(Image boundary annotation data)
__________________________________________________

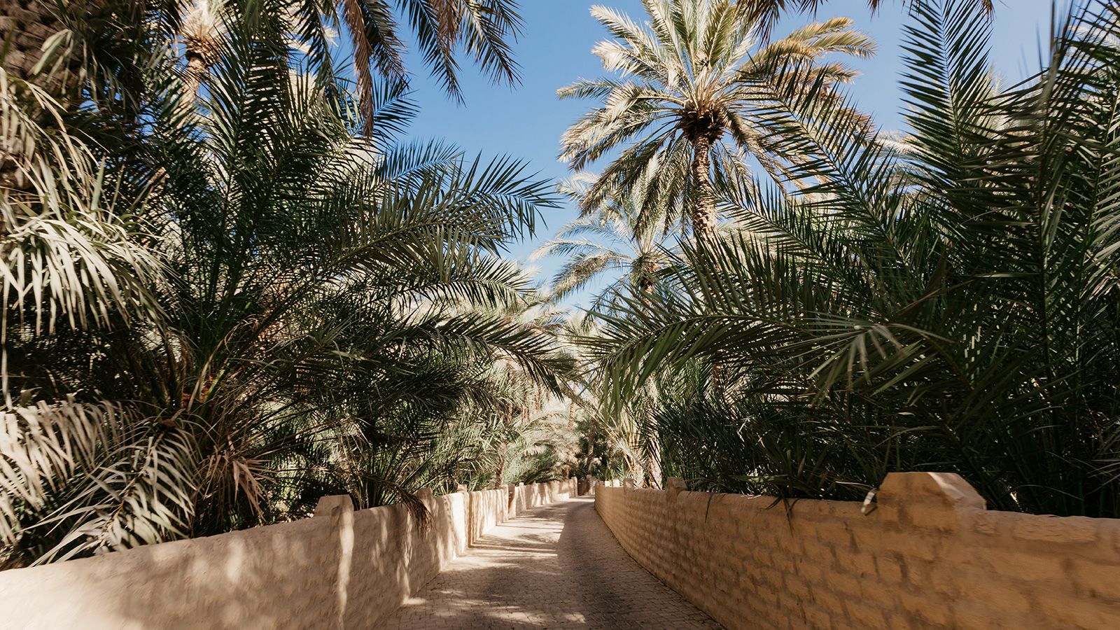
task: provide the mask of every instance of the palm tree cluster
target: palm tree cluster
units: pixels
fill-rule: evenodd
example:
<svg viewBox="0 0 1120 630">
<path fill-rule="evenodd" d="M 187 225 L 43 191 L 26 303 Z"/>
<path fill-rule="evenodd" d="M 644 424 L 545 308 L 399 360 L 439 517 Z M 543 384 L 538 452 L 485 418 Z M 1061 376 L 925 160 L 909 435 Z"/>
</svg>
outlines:
<svg viewBox="0 0 1120 630">
<path fill-rule="evenodd" d="M 429 61 L 505 67 L 466 22 L 511 2 L 401 2 L 459 4 Z M 567 472 L 571 359 L 502 258 L 547 182 L 405 140 L 391 73 L 351 96 L 329 4 L 68 7 L 0 73 L 0 566 Z"/>
<path fill-rule="evenodd" d="M 700 489 L 860 500 L 890 471 L 951 471 L 995 509 L 1120 516 L 1120 3 L 1075 2 L 1045 67 L 1004 86 L 988 8 L 907 2 L 902 137 L 799 49 L 870 50 L 847 22 L 767 39 L 756 9 L 816 2 L 644 4 L 645 26 L 596 9 L 614 76 L 569 89 L 601 104 L 566 155 L 612 161 L 548 245 L 575 253 L 556 290 L 605 267 L 571 235 L 647 189 L 624 184 L 710 238 L 662 221 L 671 242 L 651 241 L 640 212 L 613 230 L 657 265 L 578 335 L 599 420 Z"/>
</svg>

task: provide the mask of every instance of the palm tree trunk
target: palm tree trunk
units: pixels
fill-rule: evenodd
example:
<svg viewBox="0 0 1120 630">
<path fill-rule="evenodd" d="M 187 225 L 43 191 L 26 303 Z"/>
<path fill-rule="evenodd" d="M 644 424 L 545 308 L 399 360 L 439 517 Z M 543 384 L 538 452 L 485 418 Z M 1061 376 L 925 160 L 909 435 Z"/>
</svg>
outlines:
<svg viewBox="0 0 1120 630">
<path fill-rule="evenodd" d="M 691 140 L 692 182 L 697 187 L 696 204 L 692 206 L 692 233 L 699 242 L 716 233 L 716 187 L 711 182 L 711 139 L 697 136 Z"/>
<path fill-rule="evenodd" d="M 198 95 L 198 86 L 202 85 L 203 77 L 206 76 L 208 70 L 206 61 L 202 55 L 187 53 L 187 72 L 184 77 L 186 81 L 187 103 L 194 103 L 195 98 Z"/>
</svg>

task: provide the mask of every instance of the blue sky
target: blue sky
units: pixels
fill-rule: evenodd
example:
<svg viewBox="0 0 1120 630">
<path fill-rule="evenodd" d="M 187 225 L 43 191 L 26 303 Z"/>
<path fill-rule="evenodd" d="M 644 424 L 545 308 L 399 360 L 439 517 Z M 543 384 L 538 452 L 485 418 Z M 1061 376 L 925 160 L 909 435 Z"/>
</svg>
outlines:
<svg viewBox="0 0 1120 630">
<path fill-rule="evenodd" d="M 541 177 L 561 179 L 569 175 L 557 160 L 560 135 L 589 105 L 587 102 L 559 101 L 558 87 L 576 78 L 601 74 L 591 47 L 606 37 L 605 30 L 589 15 L 591 4 L 606 4 L 629 13 L 635 19 L 644 15 L 638 0 L 521 0 L 525 35 L 515 46 L 522 66 L 523 83 L 511 90 L 495 86 L 473 67 L 464 64 L 465 104 L 447 99 L 424 68 L 413 59 L 412 82 L 421 113 L 412 124 L 418 138 L 446 138 L 468 154 L 484 156 L 510 155 L 531 164 Z M 866 0 L 832 0 L 818 18 L 848 16 L 856 27 L 869 34 L 878 44 L 878 54 L 852 65 L 862 74 L 850 86 L 860 106 L 872 113 L 879 126 L 898 129 L 902 124 L 902 96 L 898 78 L 902 71 L 899 40 L 906 21 L 903 2 L 884 2 L 874 16 Z M 1018 81 L 1038 66 L 1042 43 L 1048 39 L 1052 0 L 997 0 L 993 25 L 992 62 L 1007 81 Z M 809 21 L 808 16 L 792 16 L 775 29 L 775 36 Z M 644 21 L 644 19 L 643 19 Z M 545 226 L 532 241 L 517 243 L 511 253 L 528 259 L 529 253 L 547 240 L 559 226 L 573 219 L 570 207 L 550 212 Z M 551 277 L 558 260 L 539 260 L 542 279 Z M 579 298 L 576 299 L 578 305 Z"/>
</svg>

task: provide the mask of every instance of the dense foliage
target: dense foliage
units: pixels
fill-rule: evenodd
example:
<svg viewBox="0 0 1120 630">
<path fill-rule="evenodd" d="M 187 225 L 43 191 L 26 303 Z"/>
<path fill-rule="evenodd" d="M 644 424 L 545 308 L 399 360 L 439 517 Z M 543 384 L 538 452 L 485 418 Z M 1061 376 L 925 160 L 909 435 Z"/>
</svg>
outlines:
<svg viewBox="0 0 1120 630">
<path fill-rule="evenodd" d="M 62 15 L 38 67 L 4 75 L 9 564 L 299 518 L 326 494 L 422 518 L 421 488 L 573 463 L 558 316 L 501 257 L 554 205 L 548 183 L 401 140 L 400 82 L 365 118 L 287 3 L 212 9 L 202 66 L 153 10 L 127 65 L 99 62 L 120 53 L 104 22 Z"/>
<path fill-rule="evenodd" d="M 572 473 L 952 471 L 1120 517 L 1120 2 L 1012 86 L 990 2 L 906 2 L 902 133 L 843 92 L 850 20 L 771 38 L 822 4 L 595 8 L 557 188 L 405 136 L 399 31 L 452 98 L 461 55 L 515 83 L 511 0 L 36 4 L 0 73 L 0 566 Z M 503 254 L 561 201 L 539 290 Z"/>
<path fill-rule="evenodd" d="M 1009 89 L 974 3 L 911 16 L 911 133 L 773 82 L 755 115 L 795 166 L 728 183 L 721 238 L 656 299 L 614 296 L 584 337 L 603 395 L 654 383 L 633 443 L 701 488 L 862 499 L 952 471 L 996 509 L 1116 517 L 1120 4 L 1077 4 Z"/>
</svg>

__________________________________________________

DIRECTIVE - Swap every "pixels" in the rows above for "px" and write the rows out again with nothing else changed. Leave the pictures out.

RESULT OF THE EXERCISE -
task: provide the mask of every instance of the palm tree cluster
target: palm tree cluster
units: px
fill-rule: evenodd
example:
<svg viewBox="0 0 1120 630">
<path fill-rule="evenodd" d="M 187 225 L 43 191 L 26 303 Z"/>
<path fill-rule="evenodd" d="M 644 424 L 545 308 L 399 360 L 439 517 Z M 543 384 L 538 452 L 485 418 Z M 1061 376 L 925 160 L 909 435 Z"/>
</svg>
outlines:
<svg viewBox="0 0 1120 630">
<path fill-rule="evenodd" d="M 429 61 L 505 67 L 466 22 L 511 2 L 401 2 L 459 4 Z M 567 472 L 571 359 L 502 258 L 547 182 L 405 140 L 391 73 L 351 96 L 329 4 L 68 7 L 0 73 L 0 566 Z"/>
<path fill-rule="evenodd" d="M 700 489 L 860 500 L 890 471 L 951 471 L 995 509 L 1120 516 L 1120 3 L 1075 2 L 1045 67 L 1004 86 L 988 8 L 907 2 L 902 137 L 799 49 L 870 50 L 847 22 L 767 39 L 756 9 L 816 2 L 644 4 L 645 26 L 596 9 L 614 76 L 569 89 L 601 104 L 566 155 L 612 161 L 548 245 L 575 253 L 556 290 L 605 267 L 571 235 L 647 189 L 624 184 L 710 238 L 662 221 L 671 242 L 651 241 L 640 212 L 613 230 L 657 265 L 578 335 L 599 420 Z"/>
</svg>

task: provide the mask of every instance of the palm tree trunk
target: palm tree trunk
units: px
fill-rule: evenodd
example:
<svg viewBox="0 0 1120 630">
<path fill-rule="evenodd" d="M 187 225 L 43 191 L 26 303 Z"/>
<path fill-rule="evenodd" d="M 644 424 L 545 308 L 399 360 L 439 517 Z M 543 384 L 538 452 L 485 418 Z M 1061 376 L 925 160 L 909 435 Z"/>
</svg>
outlines:
<svg viewBox="0 0 1120 630">
<path fill-rule="evenodd" d="M 691 140 L 692 182 L 697 187 L 696 204 L 692 206 L 692 233 L 699 242 L 716 233 L 716 187 L 711 182 L 711 139 L 697 136 Z"/>
<path fill-rule="evenodd" d="M 198 95 L 198 86 L 202 85 L 203 77 L 206 76 L 208 70 L 206 61 L 202 55 L 187 53 L 187 72 L 184 77 L 186 81 L 187 103 L 194 103 L 195 98 Z"/>
</svg>

task: provide the mask of every instance of the blue sky
target: blue sky
units: px
fill-rule: evenodd
example:
<svg viewBox="0 0 1120 630">
<path fill-rule="evenodd" d="M 187 225 L 43 191 L 26 303 Z"/>
<path fill-rule="evenodd" d="M 644 424 L 545 308 L 399 360 L 439 517 Z M 543 384 L 538 452 L 485 418 Z M 1061 376 L 925 160 L 909 435 Z"/>
</svg>
outlines:
<svg viewBox="0 0 1120 630">
<path fill-rule="evenodd" d="M 541 177 L 561 179 L 569 175 L 557 160 L 560 135 L 589 105 L 587 102 L 559 101 L 558 87 L 576 78 L 601 74 L 591 47 L 606 37 L 605 30 L 589 15 L 591 4 L 606 4 L 629 13 L 635 19 L 644 15 L 638 0 L 521 0 L 525 35 L 515 46 L 522 66 L 523 83 L 511 90 L 495 86 L 473 67 L 464 64 L 465 104 L 447 99 L 424 68 L 413 59 L 412 82 L 421 113 L 412 124 L 418 138 L 446 138 L 468 154 L 484 156 L 510 155 L 531 164 Z M 866 0 L 832 0 L 818 18 L 848 16 L 856 27 L 869 34 L 878 44 L 878 54 L 852 65 L 862 74 L 850 86 L 860 106 L 872 113 L 879 126 L 898 129 L 902 124 L 902 96 L 898 78 L 902 71 L 899 40 L 906 21 L 903 2 L 884 2 L 874 16 Z M 1018 81 L 1038 66 L 1042 43 L 1048 39 L 1052 0 L 997 0 L 993 25 L 992 62 L 1007 81 Z M 809 21 L 808 16 L 792 16 L 775 29 L 775 36 Z M 644 21 L 644 19 L 643 19 Z M 545 226 L 532 241 L 517 243 L 511 253 L 528 259 L 529 253 L 547 240 L 559 226 L 573 219 L 570 207 L 550 212 Z M 551 277 L 558 260 L 539 260 L 542 279 Z M 579 298 L 576 299 L 578 305 Z"/>
</svg>

task: provide the mask of every instance of the dense foliage
target: dense foliage
units: px
fill-rule: evenodd
example:
<svg viewBox="0 0 1120 630">
<path fill-rule="evenodd" d="M 187 225 L 43 191 L 26 303 Z"/>
<path fill-rule="evenodd" d="M 644 424 L 545 308 L 399 360 L 439 517 Z M 543 384 L 538 452 L 485 418 Z M 1061 376 L 925 160 L 909 435 Z"/>
</svg>
outlines:
<svg viewBox="0 0 1120 630">
<path fill-rule="evenodd" d="M 62 15 L 38 67 L 4 75 L 9 564 L 299 518 L 326 494 L 422 518 L 421 488 L 573 463 L 558 316 L 501 257 L 554 205 L 548 183 L 401 140 L 400 82 L 365 118 L 287 3 L 212 9 L 202 66 L 153 10 L 127 65 L 99 62 L 120 53 L 104 22 Z"/>
<path fill-rule="evenodd" d="M 572 473 L 952 471 L 1120 517 L 1120 2 L 1012 86 L 990 2 L 906 2 L 902 133 L 843 92 L 850 20 L 771 38 L 822 4 L 595 8 L 557 188 L 405 136 L 399 31 L 452 98 L 461 55 L 515 83 L 511 0 L 36 4 L 0 73 L 0 566 Z M 503 254 L 561 201 L 539 290 Z"/>
<path fill-rule="evenodd" d="M 1009 89 L 974 3 L 911 16 L 911 133 L 773 82 L 755 115 L 795 166 L 728 183 L 721 238 L 656 299 L 614 296 L 584 337 L 603 395 L 654 383 L 633 443 L 701 488 L 862 499 L 952 471 L 996 509 L 1116 517 L 1120 4 L 1077 4 Z"/>
</svg>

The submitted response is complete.